STATED EXERCISE ->
Reproduce every one of the lines below word for word, leaving the pictures out of your answer.

TASK MATERIAL ->
# # # #
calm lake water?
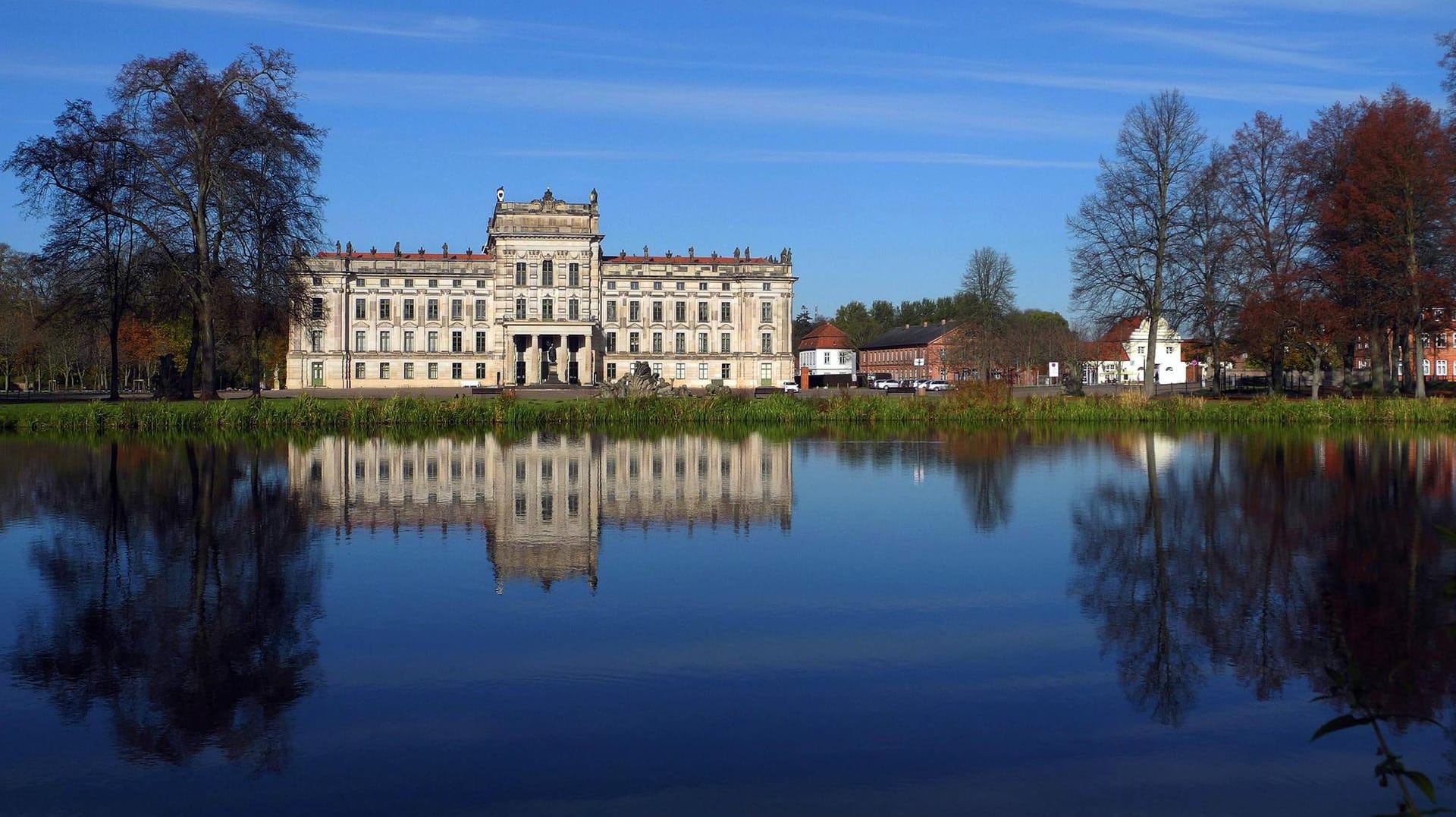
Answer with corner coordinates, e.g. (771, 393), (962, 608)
(0, 429), (1456, 815)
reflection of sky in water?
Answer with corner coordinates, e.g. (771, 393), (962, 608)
(0, 432), (1456, 814)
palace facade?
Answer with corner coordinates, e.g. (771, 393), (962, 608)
(287, 188), (796, 389)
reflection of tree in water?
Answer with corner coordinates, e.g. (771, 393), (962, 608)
(834, 428), (1070, 532)
(1072, 434), (1207, 725)
(1072, 435), (1456, 725)
(0, 443), (320, 769)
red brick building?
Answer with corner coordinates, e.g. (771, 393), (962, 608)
(859, 320), (971, 380)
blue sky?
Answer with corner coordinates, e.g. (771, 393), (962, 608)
(0, 0), (1456, 313)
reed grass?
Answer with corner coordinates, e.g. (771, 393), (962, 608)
(0, 394), (1456, 432)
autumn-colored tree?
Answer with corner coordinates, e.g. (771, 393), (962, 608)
(1316, 87), (1456, 398)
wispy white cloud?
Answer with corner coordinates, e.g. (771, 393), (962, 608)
(1072, 22), (1367, 73)
(488, 147), (1097, 171)
(77, 0), (588, 41)
(780, 5), (935, 27)
(0, 61), (117, 84)
(299, 71), (1116, 136)
(1070, 0), (1450, 17)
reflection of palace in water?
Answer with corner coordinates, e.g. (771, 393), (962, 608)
(288, 432), (793, 591)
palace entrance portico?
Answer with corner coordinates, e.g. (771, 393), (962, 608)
(505, 320), (597, 386)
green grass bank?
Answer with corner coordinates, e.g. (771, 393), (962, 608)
(0, 394), (1456, 432)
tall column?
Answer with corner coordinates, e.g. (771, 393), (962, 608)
(576, 332), (585, 386)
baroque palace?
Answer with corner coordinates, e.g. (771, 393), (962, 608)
(287, 188), (796, 389)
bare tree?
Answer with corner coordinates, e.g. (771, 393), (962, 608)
(1067, 90), (1207, 396)
(961, 246), (1016, 315)
(6, 46), (322, 398)
(1181, 146), (1241, 394)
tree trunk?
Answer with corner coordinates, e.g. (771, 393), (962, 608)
(106, 315), (121, 401)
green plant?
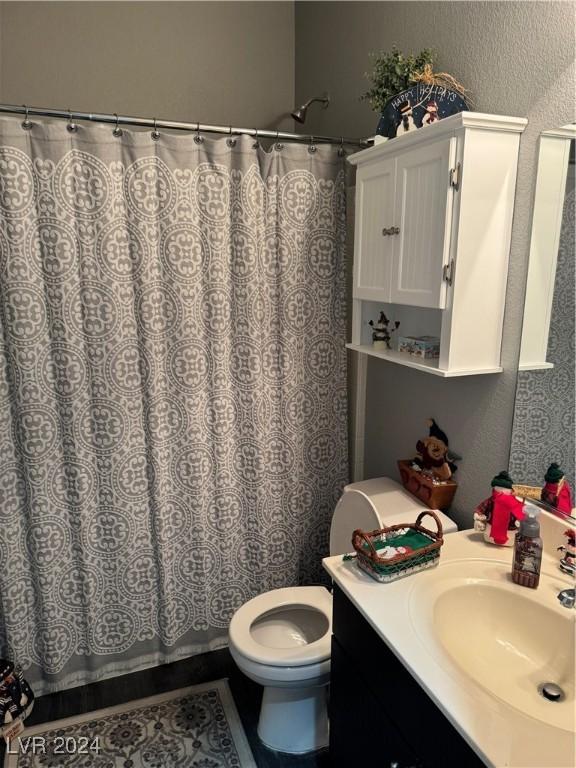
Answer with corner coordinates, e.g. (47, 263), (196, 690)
(362, 45), (436, 112)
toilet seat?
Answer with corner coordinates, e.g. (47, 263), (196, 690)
(229, 587), (332, 667)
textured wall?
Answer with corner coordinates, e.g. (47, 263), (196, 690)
(510, 178), (576, 488)
(0, 2), (294, 128)
(296, 2), (576, 525)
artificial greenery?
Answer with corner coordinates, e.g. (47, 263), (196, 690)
(362, 46), (436, 112)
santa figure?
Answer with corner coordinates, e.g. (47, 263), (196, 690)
(474, 472), (524, 547)
(422, 101), (440, 125)
(540, 461), (572, 515)
(396, 101), (416, 136)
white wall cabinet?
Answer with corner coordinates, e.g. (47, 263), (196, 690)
(348, 112), (526, 376)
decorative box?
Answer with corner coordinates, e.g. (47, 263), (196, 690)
(398, 336), (440, 359)
(398, 459), (458, 510)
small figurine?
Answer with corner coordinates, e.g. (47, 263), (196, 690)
(540, 461), (572, 515)
(368, 312), (400, 349)
(422, 101), (438, 125)
(412, 419), (457, 480)
(557, 528), (576, 576)
(396, 101), (416, 136)
(474, 472), (525, 547)
(0, 659), (34, 728)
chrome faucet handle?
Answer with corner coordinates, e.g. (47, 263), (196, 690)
(557, 588), (576, 608)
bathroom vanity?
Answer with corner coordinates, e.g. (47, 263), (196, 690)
(324, 513), (576, 768)
(330, 586), (484, 768)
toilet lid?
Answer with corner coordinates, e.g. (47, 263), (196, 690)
(229, 587), (332, 667)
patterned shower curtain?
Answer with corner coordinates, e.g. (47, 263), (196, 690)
(0, 118), (347, 693)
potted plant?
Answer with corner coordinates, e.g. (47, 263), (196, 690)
(362, 46), (468, 139)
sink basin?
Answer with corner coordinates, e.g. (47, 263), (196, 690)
(409, 560), (576, 732)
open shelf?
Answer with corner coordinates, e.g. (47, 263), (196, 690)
(346, 344), (502, 378)
(518, 363), (554, 371)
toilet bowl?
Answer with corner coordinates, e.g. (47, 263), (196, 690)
(229, 477), (457, 754)
(229, 587), (332, 754)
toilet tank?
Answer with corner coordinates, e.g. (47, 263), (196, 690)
(330, 477), (458, 555)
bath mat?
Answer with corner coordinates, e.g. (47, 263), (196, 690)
(5, 680), (256, 768)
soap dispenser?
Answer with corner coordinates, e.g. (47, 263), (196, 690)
(512, 505), (542, 589)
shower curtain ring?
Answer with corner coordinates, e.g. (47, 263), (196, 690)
(112, 112), (122, 137)
(22, 104), (32, 131)
(66, 110), (78, 133)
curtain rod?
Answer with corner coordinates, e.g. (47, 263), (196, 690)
(0, 104), (371, 147)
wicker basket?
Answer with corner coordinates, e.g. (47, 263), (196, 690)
(352, 511), (444, 582)
(512, 484), (542, 501)
(398, 459), (458, 509)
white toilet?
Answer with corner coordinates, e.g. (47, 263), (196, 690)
(229, 477), (457, 754)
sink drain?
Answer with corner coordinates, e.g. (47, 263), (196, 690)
(538, 683), (566, 701)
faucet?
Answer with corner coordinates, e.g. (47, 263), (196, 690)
(557, 589), (576, 608)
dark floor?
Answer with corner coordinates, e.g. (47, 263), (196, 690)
(1, 649), (329, 768)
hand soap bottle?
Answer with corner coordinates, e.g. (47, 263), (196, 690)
(512, 505), (542, 589)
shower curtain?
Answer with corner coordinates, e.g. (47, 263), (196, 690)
(0, 118), (347, 693)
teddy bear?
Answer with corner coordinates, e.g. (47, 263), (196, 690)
(412, 419), (456, 480)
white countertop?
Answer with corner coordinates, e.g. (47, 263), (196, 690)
(323, 516), (576, 768)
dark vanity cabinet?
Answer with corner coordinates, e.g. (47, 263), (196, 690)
(330, 585), (485, 768)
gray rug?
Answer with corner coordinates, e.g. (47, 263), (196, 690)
(5, 680), (256, 768)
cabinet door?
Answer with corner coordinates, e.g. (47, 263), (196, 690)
(353, 158), (395, 301)
(390, 136), (456, 309)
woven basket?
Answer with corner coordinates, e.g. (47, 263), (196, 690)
(512, 484), (542, 500)
(352, 511), (444, 582)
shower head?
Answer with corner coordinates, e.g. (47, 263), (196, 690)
(290, 93), (330, 123)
# # # #
REPLY TO THE TASK ->
calm lake water?
Answer with corner coordinates, e.g. (771, 393), (962, 608)
(0, 429), (1456, 815)
reflection of sky in water?
Answer with corner coordinates, e.g. (771, 393), (962, 608)
(0, 432), (1456, 814)
palace facade?
Answer with corner coordinates, e.g. (771, 393), (962, 608)
(287, 188), (796, 389)
reflection of tree in water?
Answer with corner coordinates, e.g. (771, 393), (962, 608)
(834, 428), (1070, 532)
(1072, 434), (1207, 725)
(1072, 435), (1456, 725)
(0, 443), (320, 769)
red brick building?
Answer with corner coordinates, e.g. (771, 393), (962, 608)
(859, 320), (971, 380)
blue sky?
Answer with corner coordinates, e.g. (771, 393), (962, 608)
(0, 0), (1456, 313)
reed grass?
Answer with corner coordinates, e.g. (771, 393), (962, 608)
(0, 394), (1456, 432)
autumn-colored tree?
Answer with corner coordinates, e.g. (771, 393), (962, 608)
(1316, 87), (1456, 398)
wispy white cloud?
Answer with corner coordinates, e.g. (771, 393), (962, 608)
(1072, 22), (1367, 73)
(488, 147), (1097, 171)
(77, 0), (588, 41)
(780, 5), (935, 27)
(0, 61), (117, 84)
(299, 71), (1116, 136)
(1070, 0), (1450, 17)
reflection of palace in water?
Answer with corner coordinates, e.g. (771, 393), (962, 608)
(288, 432), (793, 591)
palace entrance portico?
Answer with corner coordinates, e.g. (771, 393), (962, 608)
(505, 320), (597, 386)
green grass bank?
Answer with corner coordinates, e.g. (771, 393), (962, 608)
(0, 394), (1456, 432)
tall column?
Answer with corner coordinates, e.g. (771, 393), (962, 608)
(576, 332), (585, 386)
baroque palace?
Answer with corner coordinates, e.g. (771, 393), (962, 608)
(287, 188), (796, 389)
bare tree?
Answer with corner coordinates, e.g. (771, 393), (962, 608)
(1067, 90), (1207, 396)
(961, 246), (1016, 315)
(6, 46), (322, 398)
(1181, 146), (1241, 394)
tree trunk?
Answer with corner coordinates, e.g. (771, 393), (962, 608)
(106, 315), (121, 401)
green plant?
Answer with corner coordinates, e.g. (47, 263), (196, 690)
(362, 45), (436, 112)
toilet seat?
Answer with corner coordinates, e.g. (47, 263), (196, 690)
(229, 587), (332, 667)
textured wall?
Answer with corner coordinates, e.g. (47, 263), (196, 690)
(510, 178), (576, 488)
(0, 2), (294, 128)
(296, 2), (576, 525)
artificial greenery?
Answer with corner coordinates, e.g. (47, 263), (196, 690)
(362, 46), (436, 112)
santa figure?
Answer with corner coordinates, e.g. (47, 263), (196, 690)
(474, 472), (524, 547)
(422, 101), (440, 125)
(540, 461), (572, 515)
(396, 101), (416, 136)
white wall cabinet?
Answer with corner coordinates, e.g. (47, 263), (196, 690)
(348, 112), (526, 376)
decorative box?
Answer with corner coordinates, e.g. (47, 263), (196, 690)
(398, 336), (440, 359)
(398, 459), (458, 510)
small figurine?
Answer with corner coordinates, e.g. (47, 263), (196, 690)
(540, 461), (572, 515)
(368, 312), (400, 349)
(422, 101), (438, 125)
(412, 419), (457, 480)
(557, 528), (576, 576)
(396, 101), (416, 136)
(474, 472), (525, 547)
(0, 659), (34, 728)
chrome faucet handle?
Answer with corner coordinates, e.g. (47, 263), (196, 690)
(557, 588), (576, 608)
bathroom vanity?
Answer with corner coordinates, e.g. (47, 263), (196, 690)
(324, 513), (576, 768)
(330, 586), (484, 768)
toilet lid?
Answer with corner coordinates, e.g. (47, 263), (196, 690)
(229, 587), (332, 667)
patterned shower curtain?
Answer with corner coordinates, e.g. (47, 263), (196, 690)
(0, 118), (347, 693)
potted plant?
Answer with corner coordinates, e.g. (47, 263), (196, 690)
(362, 46), (468, 139)
sink basin?
Answer with corner coordinates, e.g. (47, 263), (196, 690)
(409, 560), (576, 732)
open shelf?
Answer with corner coordinates, e.g. (47, 263), (196, 690)
(346, 344), (502, 378)
(518, 363), (554, 371)
toilet bowl?
Answer with corner coordinates, e.g. (47, 263), (196, 690)
(229, 477), (457, 754)
(229, 587), (332, 754)
toilet tank?
Answer with corner coordinates, e.g. (47, 263), (196, 690)
(330, 477), (458, 555)
bath mat?
Answer with corner coordinates, e.g. (47, 263), (196, 690)
(5, 680), (256, 768)
soap dispenser?
Answer with corner coordinates, e.g. (47, 263), (196, 690)
(512, 505), (542, 589)
shower curtain ring?
Answer with corner coordinates, e.g. (47, 263), (196, 690)
(112, 112), (122, 137)
(22, 104), (32, 131)
(66, 110), (78, 133)
curtain rod?
Answer with corner coordinates, e.g. (47, 263), (196, 690)
(0, 104), (371, 147)
wicker basket?
Answer with corner coordinates, e.g. (47, 263), (196, 690)
(352, 511), (444, 582)
(512, 484), (542, 501)
(398, 459), (458, 509)
white toilet?
Answer with corner coordinates, e.g. (47, 263), (196, 690)
(229, 477), (457, 754)
sink drain?
Answer with corner coordinates, e.g. (47, 263), (196, 690)
(538, 683), (566, 701)
faucet?
Answer with corner coordinates, e.g. (47, 263), (196, 690)
(557, 589), (576, 608)
dark floor?
Answer with corner coordinates, e.g. (47, 263), (196, 690)
(1, 649), (329, 768)
hand soap bottle?
Answer with corner coordinates, e.g. (47, 263), (196, 690)
(512, 505), (542, 589)
shower curtain?
Answer with corner coordinates, e.g. (47, 263), (196, 690)
(0, 118), (347, 693)
teddy bear?
Answer with corner coordinates, e.g. (47, 263), (196, 690)
(412, 419), (456, 480)
white countertop?
Answer with corner coordinates, e.g. (47, 263), (196, 690)
(323, 516), (576, 768)
dark vanity cabinet?
Answer with corner coordinates, e.g. (47, 263), (196, 690)
(330, 585), (485, 768)
gray rug?
Answer with corner coordinates, e.g. (47, 263), (196, 690)
(5, 680), (256, 768)
cabinet door?
Answer with corner coordinates, e.g. (47, 263), (196, 690)
(353, 158), (395, 301)
(390, 136), (456, 309)
woven basket?
Answer with corner coordinates, e.g. (47, 263), (196, 690)
(512, 484), (542, 500)
(352, 511), (444, 582)
shower head?
Answer with corner coordinates, e.g. (47, 263), (196, 690)
(290, 93), (330, 123)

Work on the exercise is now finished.